__Tâches demandées__
(a) Pourriez-vous condenser sous forme de liste le paragraphe de la notice qui commence par « Pierre Petit, Comte de Lasteyrie » en gardant ses faits principaux ?
(b) Pouvez-vous reproduire mot pour mot le passage de la notice qui commence par « Pierre Petit, Comte » et se poursuit jusqu'à « 40 x 28,5 cm. » ?

Pierre Petit, Comte de Lasteyrie, dans Panthéon des illustrations françaises au XIXe siècle, t. III, planche 23, XIXe siècle, Compiègne, musée national du château de Compiègne, ©musée national du château de Compiègne. Lithographie sur papier Japon contrecollé sur papier Chine, 40 x 28,5 cm.

Auteur(s) de la notice :

LUNEAU Jean-François

Profession ou activité principale

Homme politique

Autres activités
Critique, journaliste, historien de l’art

Sujets d’étude
Arts industriels, vitrail, orfèvrerie

Carrière
1827 : élève externe à l’École des mines
1830 : administration des Ponts et Chaussées
1830 : aide de camp du général Lafayette
1831-1838 : rédacteur à la direction des Cultes (ministères de l’Instruction publique, de l’Intérieur et de la Justice)
1842-1848 : élu député de l’arrondissement de Saint-Denis, 14e circonscription de la Seine (avec réélection en 1846)
1847 : membre de la Commission pour la restauration des vitraux de la Sainte-Chapelle
1848-1851 : membre du conseil général de la Seine et de la Commission municipale de Paris
1848 : représentant du département de la Seine à l’Assemblée constituante
1849 : représentant du département de la Seine à l’Assemblée législative
1851 : opposition au coup d’État
1848-1852 : membre du Comité historique des arts et monuments (CHAM)
1848-1853 : membre de la Commission des arts et édifices diocésains (CAED), section des vitraux peints et ornements religieux
1848-1853 : membre de la Commission des monuments historiques (CMH)

__Informations fournies__
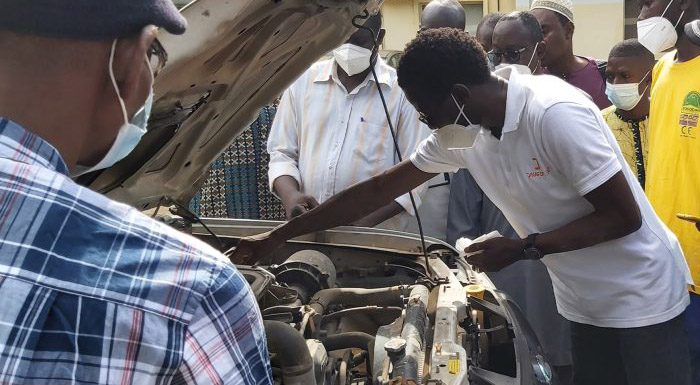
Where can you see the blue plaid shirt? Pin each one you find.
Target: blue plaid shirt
(94, 292)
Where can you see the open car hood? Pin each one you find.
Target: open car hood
(236, 57)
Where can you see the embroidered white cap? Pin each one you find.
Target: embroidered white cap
(563, 7)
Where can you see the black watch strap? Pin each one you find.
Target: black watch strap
(530, 240)
(531, 251)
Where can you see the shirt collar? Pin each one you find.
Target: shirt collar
(327, 72)
(20, 145)
(515, 102)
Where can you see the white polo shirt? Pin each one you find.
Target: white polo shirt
(556, 148)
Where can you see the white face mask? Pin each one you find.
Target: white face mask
(130, 132)
(657, 33)
(456, 136)
(625, 96)
(352, 59)
(523, 69)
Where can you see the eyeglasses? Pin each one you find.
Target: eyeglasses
(423, 118)
(157, 57)
(511, 56)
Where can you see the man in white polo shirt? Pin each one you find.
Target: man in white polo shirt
(542, 153)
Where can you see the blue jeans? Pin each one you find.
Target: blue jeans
(650, 355)
(692, 324)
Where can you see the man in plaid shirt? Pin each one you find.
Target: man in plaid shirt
(92, 291)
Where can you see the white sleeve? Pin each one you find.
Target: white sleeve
(574, 139)
(410, 133)
(283, 143)
(433, 158)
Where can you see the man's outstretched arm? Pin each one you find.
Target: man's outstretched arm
(349, 205)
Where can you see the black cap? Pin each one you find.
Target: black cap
(89, 19)
(692, 29)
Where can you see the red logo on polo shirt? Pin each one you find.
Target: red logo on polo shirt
(538, 171)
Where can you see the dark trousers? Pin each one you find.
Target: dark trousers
(692, 323)
(650, 355)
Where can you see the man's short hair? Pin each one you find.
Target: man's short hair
(631, 48)
(439, 58)
(490, 20)
(529, 21)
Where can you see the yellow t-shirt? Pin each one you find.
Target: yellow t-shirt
(673, 175)
(633, 140)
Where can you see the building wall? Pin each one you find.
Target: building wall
(599, 23)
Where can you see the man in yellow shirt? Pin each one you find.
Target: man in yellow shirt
(673, 176)
(628, 81)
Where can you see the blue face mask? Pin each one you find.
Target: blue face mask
(130, 133)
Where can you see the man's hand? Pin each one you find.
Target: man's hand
(495, 254)
(251, 249)
(297, 204)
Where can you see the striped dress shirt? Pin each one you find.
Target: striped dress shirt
(329, 139)
(94, 292)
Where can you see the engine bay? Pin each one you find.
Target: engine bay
(337, 314)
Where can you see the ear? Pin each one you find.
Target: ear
(569, 30)
(130, 61)
(380, 37)
(541, 49)
(685, 5)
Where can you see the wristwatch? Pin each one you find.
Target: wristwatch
(531, 251)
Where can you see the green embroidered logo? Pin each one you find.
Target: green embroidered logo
(689, 115)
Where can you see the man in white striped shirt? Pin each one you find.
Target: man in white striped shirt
(331, 132)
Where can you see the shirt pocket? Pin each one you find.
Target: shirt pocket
(374, 143)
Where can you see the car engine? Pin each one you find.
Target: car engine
(338, 316)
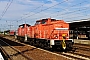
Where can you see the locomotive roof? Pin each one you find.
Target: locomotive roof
(24, 24)
(45, 19)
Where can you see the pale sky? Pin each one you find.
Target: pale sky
(21, 11)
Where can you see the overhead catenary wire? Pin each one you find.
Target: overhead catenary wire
(65, 10)
(6, 8)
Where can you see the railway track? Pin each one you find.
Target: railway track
(14, 54)
(72, 55)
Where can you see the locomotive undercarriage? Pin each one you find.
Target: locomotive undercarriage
(43, 43)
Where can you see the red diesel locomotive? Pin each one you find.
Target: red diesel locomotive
(49, 32)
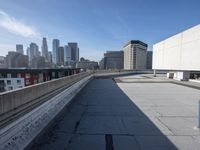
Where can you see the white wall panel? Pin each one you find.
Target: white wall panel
(179, 52)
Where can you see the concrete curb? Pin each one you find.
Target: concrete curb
(19, 134)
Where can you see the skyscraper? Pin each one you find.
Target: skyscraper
(56, 44)
(135, 53)
(45, 49)
(60, 56)
(19, 48)
(67, 53)
(34, 51)
(74, 51)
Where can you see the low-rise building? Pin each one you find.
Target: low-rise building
(34, 76)
(87, 64)
(7, 84)
(179, 54)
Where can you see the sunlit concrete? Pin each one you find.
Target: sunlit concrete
(122, 116)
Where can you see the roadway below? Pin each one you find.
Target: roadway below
(107, 115)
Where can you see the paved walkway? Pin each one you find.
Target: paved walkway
(149, 116)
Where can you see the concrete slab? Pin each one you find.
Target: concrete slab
(125, 143)
(101, 125)
(136, 116)
(87, 142)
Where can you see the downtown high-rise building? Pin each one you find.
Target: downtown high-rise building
(33, 51)
(55, 46)
(135, 53)
(74, 51)
(45, 49)
(60, 56)
(67, 53)
(19, 48)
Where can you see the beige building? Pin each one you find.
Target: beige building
(135, 53)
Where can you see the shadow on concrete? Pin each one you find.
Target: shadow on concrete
(102, 117)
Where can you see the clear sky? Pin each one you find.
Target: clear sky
(97, 25)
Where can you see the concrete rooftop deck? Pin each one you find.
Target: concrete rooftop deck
(126, 116)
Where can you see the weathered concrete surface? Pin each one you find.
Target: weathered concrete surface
(104, 117)
(20, 133)
(172, 108)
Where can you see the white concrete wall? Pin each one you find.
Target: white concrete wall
(179, 52)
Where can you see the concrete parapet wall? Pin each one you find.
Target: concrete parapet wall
(14, 99)
(20, 133)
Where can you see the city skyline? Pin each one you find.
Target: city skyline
(95, 30)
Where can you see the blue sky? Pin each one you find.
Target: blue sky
(97, 25)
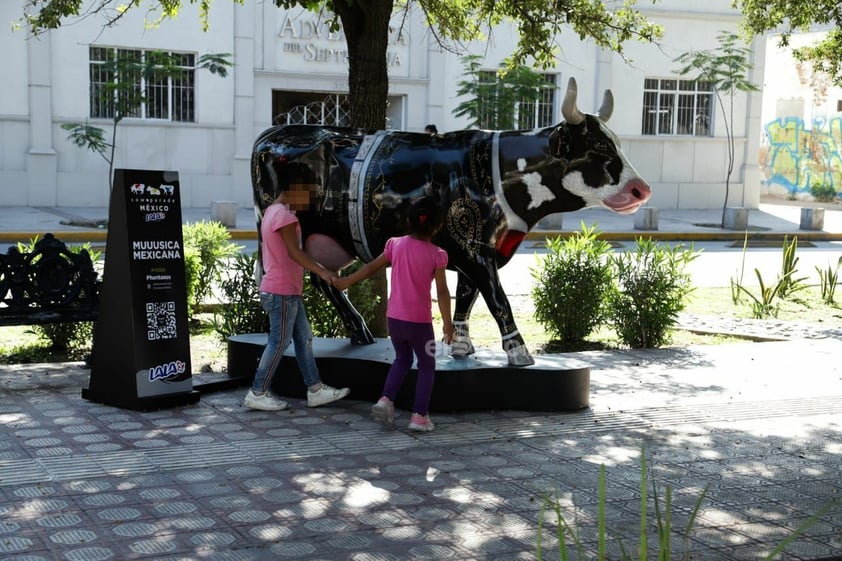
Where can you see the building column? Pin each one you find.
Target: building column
(754, 127)
(244, 118)
(41, 160)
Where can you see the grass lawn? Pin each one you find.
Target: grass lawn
(20, 344)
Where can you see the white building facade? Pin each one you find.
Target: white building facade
(288, 67)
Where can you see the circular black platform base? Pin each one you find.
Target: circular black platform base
(484, 381)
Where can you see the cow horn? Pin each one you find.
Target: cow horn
(569, 110)
(607, 106)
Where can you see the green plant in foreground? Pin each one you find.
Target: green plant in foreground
(241, 312)
(787, 282)
(736, 282)
(211, 242)
(652, 286)
(763, 305)
(569, 534)
(570, 285)
(663, 522)
(828, 280)
(823, 193)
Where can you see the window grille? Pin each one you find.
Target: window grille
(677, 107)
(522, 113)
(118, 83)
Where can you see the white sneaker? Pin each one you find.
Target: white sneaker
(264, 402)
(325, 395)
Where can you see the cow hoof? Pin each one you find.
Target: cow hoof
(364, 338)
(519, 356)
(460, 349)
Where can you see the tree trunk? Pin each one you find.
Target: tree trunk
(366, 27)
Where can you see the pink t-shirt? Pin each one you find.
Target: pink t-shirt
(283, 275)
(414, 263)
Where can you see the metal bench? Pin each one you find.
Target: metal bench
(50, 284)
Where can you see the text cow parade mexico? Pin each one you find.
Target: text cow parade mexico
(491, 187)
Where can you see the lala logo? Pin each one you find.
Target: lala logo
(166, 371)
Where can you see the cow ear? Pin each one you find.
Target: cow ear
(607, 107)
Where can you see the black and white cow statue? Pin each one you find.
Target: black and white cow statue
(491, 186)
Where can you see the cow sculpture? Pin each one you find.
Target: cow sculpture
(492, 187)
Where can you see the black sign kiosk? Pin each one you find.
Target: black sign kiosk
(141, 349)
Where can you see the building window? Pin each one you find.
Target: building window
(498, 110)
(310, 108)
(142, 84)
(679, 107)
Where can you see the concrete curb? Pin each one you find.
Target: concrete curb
(75, 236)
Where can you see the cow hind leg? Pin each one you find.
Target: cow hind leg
(352, 320)
(333, 256)
(466, 295)
(486, 280)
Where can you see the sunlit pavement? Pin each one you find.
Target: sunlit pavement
(758, 423)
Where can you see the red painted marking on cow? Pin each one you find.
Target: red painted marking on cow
(509, 241)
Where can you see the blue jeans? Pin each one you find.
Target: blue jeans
(287, 323)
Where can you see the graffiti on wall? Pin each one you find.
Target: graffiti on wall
(796, 157)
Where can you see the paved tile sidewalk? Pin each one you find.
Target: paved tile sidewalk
(758, 422)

__Réponses par tâche__
(a)
- Œuvre : Pierre Petit, Comte de Lasteyrie
- Publication : Panthéon des illustrations françaises au XIXe siècle, t. III, planche 23
- Date : XIXe siècle
- Conservation : musée national du château de Compiègne
- Technique : lithographie sur papier Japon contrecollé sur papier Chine
- Dimensions : 40 x 28,5 cm

(b)
Pierre Petit, Comte de Lasteyrie, dans Panthéon des illustrations françaises au XIXe siècle, t. III, planche 23, XIXe siècle, Compiègne, musée national du château de Compiègne, ©musée national du château de Compiègne. Lithographie sur papier Japon contrecollé sur papier Chine, 40 x 28,5 cm.